[Supplied text]
■ ■ ■ ■ ■
Counsel submitted that the application offends Constitutional principles on administration of justice and prayed that the application be dismissed because it’s intended to fetter the respondents from realizing their fruits yet court should protect the respondents’ constitutional right to justice without delay.
In conclusion, Counsel prayed that the court should hold that;
The application does not hold merit in that it does not disclose good cause to necessitate the setting aside of the default judgment.
The application fails because the applicant has no good and plausible defence to the suit.
In the alternative the applicant be ordered to settle all the uncontested amounts and furnish security for due performance of the contested sums and payment of any costs of the suit.
Decision of Court
This application was brought by Notice of Motion under the provisions of Order 36 rule 11, Order 52 rule 1 & 3 of the CPR and Section 98 of the CPA. The facts as earlier stated are that the respondents instituted a summary suit against the applicant and a default judgement was entered against the applicant for UGX 195,890,000/=. The applicant seeks to have the same set aside as well as the orders thereunder and also seeks leave to appear and defend the suit.
■ ■ ■ ■ ■
[Problems to work on]
1 > Print the passage of the court ruling above that opens with the words containing "In conclusion, Counsel" and closes with "to the suit.", copied word for word.
2 > Carry on the court ruling above, starting right after its last sentence.

[Dataset extract]
■ ■ ■ ■ ■
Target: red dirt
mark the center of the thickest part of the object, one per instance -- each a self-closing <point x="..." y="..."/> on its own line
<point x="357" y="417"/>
■ ■ ■ ■ ■
[Expected answers]
1 >
In conclusion, Counsel prayed that the court should hold that;
The application does not hold merit in that it does not disclose good cause to necessitate the setting aside of the default judgment.
The application fails because the applicant has no good and plausible defence to the suit.

2 >
The grounds of the application are basically that; the judgement was entered during Court vacation without a certificate of urgency, the judgement was entered when the applicant had filed an application for leave to appear and defend, and the judgment was entered on the basis of an affidavit bearing falsehoods relating to the date of service of endorsed plaint on the applicant.
The application as stated earlier was made under Order 36 rule 11 of the CPR which is to the effect that;
“11. Setting aside decree
After the decree the court may, if satisfied that the service of summons was not effective, or for any other good cause, which shall be recorded, set aside the decree, and if necessary stay or set aside execution, and may give leave to the defendant to appear to the summons and to defend the suit, if it seems reasonable to the court so to do, and on such terms as the court thinks fit.”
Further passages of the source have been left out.